#SpoilerAlert: Si a esta altura de sus vidas ustedes aún no han completado entre barriales, cáscaras de maníes, semillas de tangerina y grasa de torta frita una temporada de la B, aún no han vivido la completitud del fútbol.
El mundo de la B es un barrio en el mundo.
La B es el Rey del Maní en su carrito mitad bicicleta mitad tanque, gritándole desde la explanada al Pato a dónde tiene que mandar el centro.
La B es un jardincito frontal de una casa de bloques con olor a jazmines y tuco, con unas cumbiambas y mate lavado. La B es el canchero fogoneando la caldera a leña y su hijo jugando de 5 de cuarta a primera.
La B es el hueco del alambrado, los vestuarios abovedados como si Eladio Dieste hubiese pensado su obra con placas acanaladas de dolmenit.
La B es esperar el sábado más que el baile, es recorrer los barrios, bajarse mal del bondi.
Cuplé de la gente
Empieza la B. Es un detalle informativo importante, insoslayable, pero acá lo que importa, viejo, es que vuelve la B a las canchas, con nosotros en las tribunas, entre el barro que salta de los tapones gastados, entre los conos de papel de diario del manicero, entre los gajos de la tangerina, el café-café, Sorocabana café, y la grasa de la vaquita casi imperceptible en el delantal del que está friendo en una olla para quemador, pero presente en esa mordida fría y en el papel que oficia de servilleta mientras le escupís al 9 de ellos que acaba de patear de media distancia: “¡Andá a tirar de un carro, hermano!”.

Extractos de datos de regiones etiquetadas
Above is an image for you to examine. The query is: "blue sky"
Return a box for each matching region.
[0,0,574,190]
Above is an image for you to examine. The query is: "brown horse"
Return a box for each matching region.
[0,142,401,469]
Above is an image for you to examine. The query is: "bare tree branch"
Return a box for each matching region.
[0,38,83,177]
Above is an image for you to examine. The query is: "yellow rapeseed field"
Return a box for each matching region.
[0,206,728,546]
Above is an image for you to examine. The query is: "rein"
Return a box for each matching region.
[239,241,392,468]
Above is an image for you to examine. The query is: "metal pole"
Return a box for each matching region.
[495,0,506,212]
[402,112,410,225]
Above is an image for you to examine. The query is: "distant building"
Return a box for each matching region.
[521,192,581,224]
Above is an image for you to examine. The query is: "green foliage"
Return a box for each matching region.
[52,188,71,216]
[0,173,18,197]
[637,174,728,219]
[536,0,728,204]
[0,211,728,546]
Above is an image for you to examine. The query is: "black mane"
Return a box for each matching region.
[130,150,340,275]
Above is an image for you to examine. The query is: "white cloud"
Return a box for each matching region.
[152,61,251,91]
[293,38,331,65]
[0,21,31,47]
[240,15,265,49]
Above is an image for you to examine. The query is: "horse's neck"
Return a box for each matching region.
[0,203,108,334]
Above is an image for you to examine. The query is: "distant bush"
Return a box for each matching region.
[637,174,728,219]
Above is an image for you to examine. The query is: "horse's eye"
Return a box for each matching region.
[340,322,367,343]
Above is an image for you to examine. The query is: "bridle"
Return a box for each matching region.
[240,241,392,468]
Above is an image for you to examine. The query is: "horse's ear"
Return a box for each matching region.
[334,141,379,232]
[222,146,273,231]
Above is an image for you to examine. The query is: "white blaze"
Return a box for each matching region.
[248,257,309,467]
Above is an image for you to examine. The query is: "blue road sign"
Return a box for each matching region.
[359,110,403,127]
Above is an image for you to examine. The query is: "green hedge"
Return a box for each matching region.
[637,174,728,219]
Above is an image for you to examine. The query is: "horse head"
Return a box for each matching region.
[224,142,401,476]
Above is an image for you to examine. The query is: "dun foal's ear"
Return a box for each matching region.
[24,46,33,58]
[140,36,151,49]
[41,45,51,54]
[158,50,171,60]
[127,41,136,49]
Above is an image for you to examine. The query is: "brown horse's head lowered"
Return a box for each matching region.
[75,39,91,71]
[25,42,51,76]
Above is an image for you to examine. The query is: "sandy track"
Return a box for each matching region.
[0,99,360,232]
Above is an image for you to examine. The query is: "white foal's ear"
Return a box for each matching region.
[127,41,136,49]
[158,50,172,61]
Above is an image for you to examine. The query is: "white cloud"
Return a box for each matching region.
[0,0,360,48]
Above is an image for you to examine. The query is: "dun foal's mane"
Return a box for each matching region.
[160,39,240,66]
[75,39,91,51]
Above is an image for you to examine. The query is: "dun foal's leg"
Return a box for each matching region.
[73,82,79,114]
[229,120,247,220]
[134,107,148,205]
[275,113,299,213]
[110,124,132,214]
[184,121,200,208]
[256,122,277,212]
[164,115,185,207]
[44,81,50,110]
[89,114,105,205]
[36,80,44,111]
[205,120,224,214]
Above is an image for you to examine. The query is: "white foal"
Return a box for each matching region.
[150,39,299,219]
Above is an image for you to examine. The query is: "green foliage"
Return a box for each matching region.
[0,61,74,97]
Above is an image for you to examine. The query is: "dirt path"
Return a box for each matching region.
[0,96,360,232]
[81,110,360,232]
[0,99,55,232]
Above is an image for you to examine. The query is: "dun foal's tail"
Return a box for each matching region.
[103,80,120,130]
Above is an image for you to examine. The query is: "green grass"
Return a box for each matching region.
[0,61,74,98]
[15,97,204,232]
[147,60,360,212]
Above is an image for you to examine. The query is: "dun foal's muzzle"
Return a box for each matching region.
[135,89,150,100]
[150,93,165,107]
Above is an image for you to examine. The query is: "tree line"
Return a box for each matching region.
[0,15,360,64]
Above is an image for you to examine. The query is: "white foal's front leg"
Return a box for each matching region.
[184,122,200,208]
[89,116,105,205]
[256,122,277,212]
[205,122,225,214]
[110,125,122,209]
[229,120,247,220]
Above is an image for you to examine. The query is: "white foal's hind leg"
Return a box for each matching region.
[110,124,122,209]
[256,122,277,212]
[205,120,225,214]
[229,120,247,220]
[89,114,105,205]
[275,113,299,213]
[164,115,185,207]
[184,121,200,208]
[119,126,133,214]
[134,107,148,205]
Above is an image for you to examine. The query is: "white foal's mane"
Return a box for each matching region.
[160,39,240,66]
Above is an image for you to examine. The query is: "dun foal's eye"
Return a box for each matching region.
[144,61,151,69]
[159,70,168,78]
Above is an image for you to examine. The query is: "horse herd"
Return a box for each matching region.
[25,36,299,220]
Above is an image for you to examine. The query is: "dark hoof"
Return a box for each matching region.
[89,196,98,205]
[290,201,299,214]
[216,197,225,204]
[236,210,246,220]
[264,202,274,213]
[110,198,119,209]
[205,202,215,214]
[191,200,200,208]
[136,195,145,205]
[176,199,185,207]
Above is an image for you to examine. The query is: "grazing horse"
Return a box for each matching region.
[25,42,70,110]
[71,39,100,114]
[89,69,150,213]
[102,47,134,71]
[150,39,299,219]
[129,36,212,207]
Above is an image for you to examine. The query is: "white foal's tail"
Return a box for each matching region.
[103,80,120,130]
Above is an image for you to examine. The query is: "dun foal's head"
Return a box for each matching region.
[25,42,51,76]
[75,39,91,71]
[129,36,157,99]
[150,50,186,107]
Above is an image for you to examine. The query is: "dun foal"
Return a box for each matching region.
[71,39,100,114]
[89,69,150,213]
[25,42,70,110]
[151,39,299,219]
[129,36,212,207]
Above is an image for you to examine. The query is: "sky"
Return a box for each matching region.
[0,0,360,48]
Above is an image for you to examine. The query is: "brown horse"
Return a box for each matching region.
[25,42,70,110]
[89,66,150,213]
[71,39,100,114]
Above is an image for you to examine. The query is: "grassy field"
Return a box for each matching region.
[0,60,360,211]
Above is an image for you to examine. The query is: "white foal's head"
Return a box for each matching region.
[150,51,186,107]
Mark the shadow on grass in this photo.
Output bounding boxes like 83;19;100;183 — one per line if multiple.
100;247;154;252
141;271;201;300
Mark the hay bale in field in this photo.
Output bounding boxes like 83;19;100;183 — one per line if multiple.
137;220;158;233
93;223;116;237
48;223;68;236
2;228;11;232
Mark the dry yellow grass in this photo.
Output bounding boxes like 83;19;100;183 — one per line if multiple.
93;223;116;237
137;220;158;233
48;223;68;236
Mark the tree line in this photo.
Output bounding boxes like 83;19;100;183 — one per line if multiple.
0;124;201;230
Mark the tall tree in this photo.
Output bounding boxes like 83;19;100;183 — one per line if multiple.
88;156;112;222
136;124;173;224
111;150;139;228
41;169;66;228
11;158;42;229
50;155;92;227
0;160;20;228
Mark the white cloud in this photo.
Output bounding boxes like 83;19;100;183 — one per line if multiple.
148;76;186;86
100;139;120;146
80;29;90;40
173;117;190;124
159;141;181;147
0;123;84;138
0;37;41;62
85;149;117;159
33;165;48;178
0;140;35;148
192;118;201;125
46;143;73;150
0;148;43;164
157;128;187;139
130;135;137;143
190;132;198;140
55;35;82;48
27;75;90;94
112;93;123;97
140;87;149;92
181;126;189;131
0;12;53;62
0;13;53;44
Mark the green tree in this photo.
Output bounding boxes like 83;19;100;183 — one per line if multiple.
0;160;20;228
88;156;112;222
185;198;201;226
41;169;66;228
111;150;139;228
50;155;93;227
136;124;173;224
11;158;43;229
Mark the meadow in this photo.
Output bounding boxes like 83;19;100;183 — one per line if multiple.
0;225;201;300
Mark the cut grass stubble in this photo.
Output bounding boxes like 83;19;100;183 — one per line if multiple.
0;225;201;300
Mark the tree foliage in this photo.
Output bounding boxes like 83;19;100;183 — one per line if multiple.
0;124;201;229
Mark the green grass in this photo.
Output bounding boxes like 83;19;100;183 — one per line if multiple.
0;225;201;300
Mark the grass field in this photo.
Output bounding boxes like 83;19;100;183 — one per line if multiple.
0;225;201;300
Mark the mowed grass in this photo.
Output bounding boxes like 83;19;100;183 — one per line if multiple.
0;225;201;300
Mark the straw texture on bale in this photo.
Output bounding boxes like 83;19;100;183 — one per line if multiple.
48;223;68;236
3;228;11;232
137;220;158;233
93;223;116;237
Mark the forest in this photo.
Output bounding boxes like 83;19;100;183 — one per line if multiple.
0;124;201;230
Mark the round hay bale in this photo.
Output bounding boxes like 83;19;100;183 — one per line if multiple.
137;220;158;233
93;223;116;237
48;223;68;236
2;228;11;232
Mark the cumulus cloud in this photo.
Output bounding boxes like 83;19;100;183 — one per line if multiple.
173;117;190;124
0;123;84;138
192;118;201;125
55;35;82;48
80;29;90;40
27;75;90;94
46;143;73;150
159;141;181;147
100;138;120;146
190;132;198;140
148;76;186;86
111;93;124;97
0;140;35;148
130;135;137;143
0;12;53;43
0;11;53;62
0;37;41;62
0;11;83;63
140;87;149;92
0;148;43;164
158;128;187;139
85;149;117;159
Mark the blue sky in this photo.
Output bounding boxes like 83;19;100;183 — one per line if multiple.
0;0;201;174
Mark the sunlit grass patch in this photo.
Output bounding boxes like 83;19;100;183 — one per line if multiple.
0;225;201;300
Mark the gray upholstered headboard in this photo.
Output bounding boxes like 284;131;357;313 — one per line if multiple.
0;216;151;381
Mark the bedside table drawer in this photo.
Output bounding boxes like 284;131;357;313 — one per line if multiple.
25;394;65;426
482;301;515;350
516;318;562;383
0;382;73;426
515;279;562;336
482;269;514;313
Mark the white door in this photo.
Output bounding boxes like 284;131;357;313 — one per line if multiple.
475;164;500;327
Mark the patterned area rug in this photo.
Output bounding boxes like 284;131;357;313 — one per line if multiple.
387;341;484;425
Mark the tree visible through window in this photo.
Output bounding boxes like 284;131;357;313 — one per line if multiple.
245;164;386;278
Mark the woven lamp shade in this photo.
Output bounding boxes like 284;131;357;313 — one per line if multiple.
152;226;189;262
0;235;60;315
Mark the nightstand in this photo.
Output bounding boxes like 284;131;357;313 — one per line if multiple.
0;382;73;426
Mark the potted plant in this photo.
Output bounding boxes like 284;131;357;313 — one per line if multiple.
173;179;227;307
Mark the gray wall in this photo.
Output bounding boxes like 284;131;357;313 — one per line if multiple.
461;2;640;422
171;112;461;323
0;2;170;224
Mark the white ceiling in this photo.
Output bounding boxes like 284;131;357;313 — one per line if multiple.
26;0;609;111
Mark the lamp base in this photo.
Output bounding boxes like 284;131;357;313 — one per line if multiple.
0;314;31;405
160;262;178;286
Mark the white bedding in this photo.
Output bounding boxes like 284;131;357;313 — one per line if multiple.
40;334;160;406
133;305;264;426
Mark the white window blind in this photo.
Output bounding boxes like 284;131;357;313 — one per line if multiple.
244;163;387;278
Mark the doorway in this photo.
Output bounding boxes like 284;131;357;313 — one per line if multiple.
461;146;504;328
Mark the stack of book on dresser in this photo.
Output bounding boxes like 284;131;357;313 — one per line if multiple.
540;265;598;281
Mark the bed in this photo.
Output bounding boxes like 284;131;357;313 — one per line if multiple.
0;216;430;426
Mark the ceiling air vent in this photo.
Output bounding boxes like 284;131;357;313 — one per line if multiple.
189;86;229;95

== EJERCICIOS PROPUESTOS ==
A) Reproduzca sin cambios el pasaje del texto sobre la B que va desde "#SpoilerAlert: Si a" hasta "completitud del fútbol.", ambos incluidos.
B) Según el texto sobre la B, ¿por qué una persona todavía no habría vivido la completitud del fútbol?
C) Prosiga el texto sobre la B a partir de su última oración.

== RESPUESTAS POR EJERCICIO ==
A)
#SpoilerAlert: Si a esta altura de sus vidas ustedes aún no han completado entre barriales, cáscaras de maníes, semillas de tangerina y grasa de torta frita una temporada de la B, aún no han vivido la completitud del fútbol.

B) Porque aún no ha completado una temporada de la B entre barriales, cáscaras de maníes, semillas de tangerina y grasa de torta frita.

C)
Empieza la B con nosotros en las tribunas después de dos años de ayuno forzado, de síndrome de cemento escalonado, de alambres de púa oxidados, de puteadas vivas con olor a pasto. Con nosotros en los barrios, en las canchas, llegando a cada esquina.
Y eso sin dudas es lo más importante. Lo otro, quiénes juegan a qué hora. Porque la B es los sábados, ¿verdad? Cómo es la competencia, los ascensos, los descensos y otras minucias están bien explicitados en esta nota de Garra. Allí encontrarán todo lo asible, lo comprensible, pero ni en Garra ni en ningún lado podrán incorporar a sus vidas la sensación única e irrepetible de vivir el fútbol.
Respeto de hincha
Hace unos días terminé llorando al leer el texto del obituario del argentino Gerardo Rozín escrito por Alejandro Seselovsky y titulado Respeto de hincha. Allí Seselovsky sentencia, como si estuviera de este lado del Río de la Plata: “No creo que el fútbol sea un deporte, o que lo sea estrictamente. Un deporte es el básquet, el tenis es un deporte. El fútbol, en cambio, es un estatus de la cultura, un tejido de identidades perfectamente determinadas y cuyo acto se desarrolla hacia adentro de un territorio que a su vez es determinado por un himno y una bandera: hacia adentro de un país.
No le encuentro ningún sentido mirar al Chelsea, por decir uno. No estoy al tanto de esa historia, ni de qué han sufrido o gozado los barrios de los cuales vienen sus hinchas, ni qué significan esos colores, ni qué tonelaje simbólico hay detrás de ellos. Le encuentro todo el sentido del mundo mirar un Chaca Atlanta porque sé lo que se canta en el Pancho 46, porque sé que son los metales de Dancing Mood los que suenan en el León Kolbowski.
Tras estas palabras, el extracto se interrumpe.